**GIVEN INSTRUCTION:** In the material below, repeat only the lines from the one that holds "black jacket, that would be wonderful." through the final line, exactly as they stand.

**PROVIDED DATA:**
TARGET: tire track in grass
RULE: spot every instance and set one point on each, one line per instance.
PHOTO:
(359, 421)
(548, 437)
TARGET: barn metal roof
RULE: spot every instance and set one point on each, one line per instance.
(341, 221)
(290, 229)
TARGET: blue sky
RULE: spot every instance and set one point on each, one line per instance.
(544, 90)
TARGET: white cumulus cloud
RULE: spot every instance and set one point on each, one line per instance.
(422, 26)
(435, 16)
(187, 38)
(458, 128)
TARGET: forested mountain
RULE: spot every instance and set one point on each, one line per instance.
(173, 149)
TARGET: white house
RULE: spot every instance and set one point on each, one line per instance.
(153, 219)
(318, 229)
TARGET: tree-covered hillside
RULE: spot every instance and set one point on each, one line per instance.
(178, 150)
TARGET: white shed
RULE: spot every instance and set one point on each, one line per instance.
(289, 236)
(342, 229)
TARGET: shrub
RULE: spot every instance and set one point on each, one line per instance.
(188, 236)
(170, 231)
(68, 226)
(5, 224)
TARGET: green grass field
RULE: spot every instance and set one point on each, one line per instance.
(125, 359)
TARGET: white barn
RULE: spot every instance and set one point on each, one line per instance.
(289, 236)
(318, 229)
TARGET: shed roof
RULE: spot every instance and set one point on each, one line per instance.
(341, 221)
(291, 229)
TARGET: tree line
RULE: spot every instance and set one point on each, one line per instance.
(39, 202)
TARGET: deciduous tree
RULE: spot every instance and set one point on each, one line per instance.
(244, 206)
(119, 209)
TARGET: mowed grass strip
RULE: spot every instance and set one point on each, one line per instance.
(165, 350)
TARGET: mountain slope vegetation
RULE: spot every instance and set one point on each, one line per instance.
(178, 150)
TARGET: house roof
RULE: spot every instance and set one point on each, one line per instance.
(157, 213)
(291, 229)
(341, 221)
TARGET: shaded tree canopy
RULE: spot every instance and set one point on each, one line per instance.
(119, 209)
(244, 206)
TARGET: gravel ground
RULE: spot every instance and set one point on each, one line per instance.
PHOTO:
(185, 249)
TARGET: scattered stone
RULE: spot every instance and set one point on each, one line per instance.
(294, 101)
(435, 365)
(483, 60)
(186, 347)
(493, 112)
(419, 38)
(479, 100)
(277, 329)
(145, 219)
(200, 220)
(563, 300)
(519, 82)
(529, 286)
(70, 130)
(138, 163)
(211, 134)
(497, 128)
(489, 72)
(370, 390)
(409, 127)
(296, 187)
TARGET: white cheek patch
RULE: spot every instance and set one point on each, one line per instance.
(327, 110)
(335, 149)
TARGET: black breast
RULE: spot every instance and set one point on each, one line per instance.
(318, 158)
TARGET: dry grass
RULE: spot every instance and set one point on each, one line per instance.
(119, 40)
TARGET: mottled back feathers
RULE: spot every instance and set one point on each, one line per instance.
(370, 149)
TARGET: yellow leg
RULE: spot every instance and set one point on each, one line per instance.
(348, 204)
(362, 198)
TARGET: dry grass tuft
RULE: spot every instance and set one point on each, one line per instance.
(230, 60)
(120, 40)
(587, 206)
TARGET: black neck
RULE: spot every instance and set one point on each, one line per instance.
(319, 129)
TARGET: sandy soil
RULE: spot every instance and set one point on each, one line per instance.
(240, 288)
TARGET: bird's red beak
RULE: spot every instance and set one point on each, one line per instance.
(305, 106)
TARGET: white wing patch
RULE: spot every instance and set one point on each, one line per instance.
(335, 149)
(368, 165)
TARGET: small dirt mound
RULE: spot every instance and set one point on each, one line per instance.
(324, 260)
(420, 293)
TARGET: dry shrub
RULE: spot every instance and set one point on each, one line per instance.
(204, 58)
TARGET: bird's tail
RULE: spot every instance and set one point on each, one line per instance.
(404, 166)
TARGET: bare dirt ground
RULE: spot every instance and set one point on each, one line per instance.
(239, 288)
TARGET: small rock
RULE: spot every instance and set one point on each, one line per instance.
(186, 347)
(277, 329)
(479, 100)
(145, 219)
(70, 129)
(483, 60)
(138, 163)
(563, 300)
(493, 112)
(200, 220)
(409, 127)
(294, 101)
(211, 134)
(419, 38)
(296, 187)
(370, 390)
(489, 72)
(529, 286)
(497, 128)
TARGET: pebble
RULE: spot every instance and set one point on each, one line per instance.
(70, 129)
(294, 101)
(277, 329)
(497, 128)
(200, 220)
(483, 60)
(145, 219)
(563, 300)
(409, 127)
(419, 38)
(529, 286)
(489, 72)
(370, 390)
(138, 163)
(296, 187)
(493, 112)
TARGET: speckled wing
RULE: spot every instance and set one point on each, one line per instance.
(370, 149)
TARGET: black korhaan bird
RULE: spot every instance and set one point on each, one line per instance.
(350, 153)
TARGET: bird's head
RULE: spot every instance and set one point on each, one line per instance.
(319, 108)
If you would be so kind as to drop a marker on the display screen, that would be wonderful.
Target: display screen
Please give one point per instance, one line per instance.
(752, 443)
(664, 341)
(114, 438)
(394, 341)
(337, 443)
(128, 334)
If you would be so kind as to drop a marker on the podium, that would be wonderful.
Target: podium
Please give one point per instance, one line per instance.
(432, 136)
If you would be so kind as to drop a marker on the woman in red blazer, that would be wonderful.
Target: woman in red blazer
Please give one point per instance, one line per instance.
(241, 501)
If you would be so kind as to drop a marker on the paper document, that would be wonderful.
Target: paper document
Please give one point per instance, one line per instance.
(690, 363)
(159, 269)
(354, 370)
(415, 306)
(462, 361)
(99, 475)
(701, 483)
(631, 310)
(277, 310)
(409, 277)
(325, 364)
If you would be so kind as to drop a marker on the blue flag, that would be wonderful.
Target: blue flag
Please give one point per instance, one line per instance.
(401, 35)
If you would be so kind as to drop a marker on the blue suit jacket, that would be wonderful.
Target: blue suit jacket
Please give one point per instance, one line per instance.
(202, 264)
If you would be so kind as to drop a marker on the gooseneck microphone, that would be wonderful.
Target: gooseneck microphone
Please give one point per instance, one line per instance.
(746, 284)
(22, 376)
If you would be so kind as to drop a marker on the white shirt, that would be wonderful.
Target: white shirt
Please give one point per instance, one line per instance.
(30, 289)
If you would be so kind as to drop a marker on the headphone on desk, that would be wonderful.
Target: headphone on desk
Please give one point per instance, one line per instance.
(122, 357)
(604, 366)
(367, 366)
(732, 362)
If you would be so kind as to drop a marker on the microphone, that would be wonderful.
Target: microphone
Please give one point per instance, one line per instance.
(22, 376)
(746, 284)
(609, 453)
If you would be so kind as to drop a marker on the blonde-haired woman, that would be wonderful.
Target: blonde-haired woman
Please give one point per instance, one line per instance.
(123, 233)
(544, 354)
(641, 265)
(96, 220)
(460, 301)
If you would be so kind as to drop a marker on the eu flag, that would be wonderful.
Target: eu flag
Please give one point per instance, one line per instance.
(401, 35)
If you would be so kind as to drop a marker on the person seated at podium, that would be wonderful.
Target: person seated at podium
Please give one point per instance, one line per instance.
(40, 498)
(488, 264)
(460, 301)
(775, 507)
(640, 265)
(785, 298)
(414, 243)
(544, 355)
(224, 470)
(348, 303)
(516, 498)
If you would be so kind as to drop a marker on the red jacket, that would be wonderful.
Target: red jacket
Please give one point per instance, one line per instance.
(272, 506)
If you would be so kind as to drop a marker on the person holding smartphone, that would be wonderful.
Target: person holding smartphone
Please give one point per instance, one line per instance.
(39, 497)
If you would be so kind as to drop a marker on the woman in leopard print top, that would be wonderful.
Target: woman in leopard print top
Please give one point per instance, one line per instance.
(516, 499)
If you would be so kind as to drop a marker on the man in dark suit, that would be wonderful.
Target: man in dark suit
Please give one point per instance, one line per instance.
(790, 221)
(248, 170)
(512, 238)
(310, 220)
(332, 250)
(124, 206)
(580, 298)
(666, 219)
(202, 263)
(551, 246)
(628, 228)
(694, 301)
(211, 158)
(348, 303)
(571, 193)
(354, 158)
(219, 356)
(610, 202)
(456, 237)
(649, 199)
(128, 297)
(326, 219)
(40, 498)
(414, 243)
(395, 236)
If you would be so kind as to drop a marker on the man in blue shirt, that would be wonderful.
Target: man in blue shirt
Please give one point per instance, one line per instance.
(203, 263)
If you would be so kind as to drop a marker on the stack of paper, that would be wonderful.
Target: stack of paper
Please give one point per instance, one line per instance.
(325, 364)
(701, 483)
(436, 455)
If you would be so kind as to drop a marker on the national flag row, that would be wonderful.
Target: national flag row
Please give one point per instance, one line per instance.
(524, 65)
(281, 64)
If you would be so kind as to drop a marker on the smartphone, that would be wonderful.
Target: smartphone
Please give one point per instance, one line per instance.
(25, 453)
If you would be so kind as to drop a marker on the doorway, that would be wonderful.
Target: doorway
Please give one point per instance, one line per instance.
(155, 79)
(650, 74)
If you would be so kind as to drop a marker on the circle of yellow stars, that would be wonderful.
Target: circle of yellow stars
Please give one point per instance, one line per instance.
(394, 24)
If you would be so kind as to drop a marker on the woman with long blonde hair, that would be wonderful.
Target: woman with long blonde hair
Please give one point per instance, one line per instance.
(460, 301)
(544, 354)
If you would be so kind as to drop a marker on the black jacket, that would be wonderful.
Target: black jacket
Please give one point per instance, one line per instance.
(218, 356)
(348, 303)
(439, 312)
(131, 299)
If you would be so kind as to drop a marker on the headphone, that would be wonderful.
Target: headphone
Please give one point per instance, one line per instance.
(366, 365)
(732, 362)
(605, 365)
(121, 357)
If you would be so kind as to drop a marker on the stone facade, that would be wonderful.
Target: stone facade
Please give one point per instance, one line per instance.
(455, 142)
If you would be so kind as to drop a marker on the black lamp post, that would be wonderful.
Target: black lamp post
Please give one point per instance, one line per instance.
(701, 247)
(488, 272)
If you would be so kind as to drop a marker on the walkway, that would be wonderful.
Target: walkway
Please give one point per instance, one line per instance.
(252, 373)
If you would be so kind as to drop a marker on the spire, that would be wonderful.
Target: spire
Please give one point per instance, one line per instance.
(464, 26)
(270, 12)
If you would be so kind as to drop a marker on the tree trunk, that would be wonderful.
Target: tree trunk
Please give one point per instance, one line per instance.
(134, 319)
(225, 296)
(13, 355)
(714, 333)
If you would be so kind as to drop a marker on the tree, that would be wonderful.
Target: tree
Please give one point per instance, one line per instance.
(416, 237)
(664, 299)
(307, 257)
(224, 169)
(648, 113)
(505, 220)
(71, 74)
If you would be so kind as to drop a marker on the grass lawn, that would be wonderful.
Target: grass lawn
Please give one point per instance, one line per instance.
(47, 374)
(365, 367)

**ANSWER TO THIS TASK:**
If you would be so kind as to drop a marker on the black jacket, that would be wonderful.
Target: black jacket
Please give one point per instance, one line per instance.
(218, 356)
(348, 303)
(439, 312)
(131, 299)
If you would be so kind as to drop a marker on the headphone, that would be wonderful.
Target: headphone
Please give one point per instance, one line per instance.
(366, 365)
(732, 362)
(605, 365)
(121, 357)
If you would be so kind as to drop a marker on the stone facade, that would be wonderful.
Target: stone facade
Please give one point per instance, one line per instance.
(455, 142)
If you would be so kind as to drop a marker on the black lamp post, that would be wonderful.
Target: black lamp post
Please give one point per instance, one line per instance.
(701, 247)
(488, 272)
If you would be so kind as to drop a marker on the walkway, that would be wonderful.
Target: walkway
Please give one point per instance, one line per instance.
(252, 373)
If you would be so kind as to drop a marker on the spire, that would be wonderful.
Target: spire
Please give one point per instance, one line per instance.
(464, 26)
(270, 12)
If you would be so kind as to drop a marker on the tree trunk, that would be wonderful.
Target: tree trunk
Please give one point per instance, one line per instance.
(134, 319)
(225, 296)
(13, 355)
(714, 333)
If you would be so kind as to drop a marker on the tree, that would be wonderful.
Target: tree
Please give one point per instance, one line per instance.
(416, 237)
(664, 299)
(307, 257)
(224, 169)
(648, 113)
(505, 220)
(71, 74)
If you would be so kind as to drop a marker on the grass lawn, that would be wonderful.
Target: grass lawn
Please give one point per instance, one line per instance.
(47, 374)
(365, 367)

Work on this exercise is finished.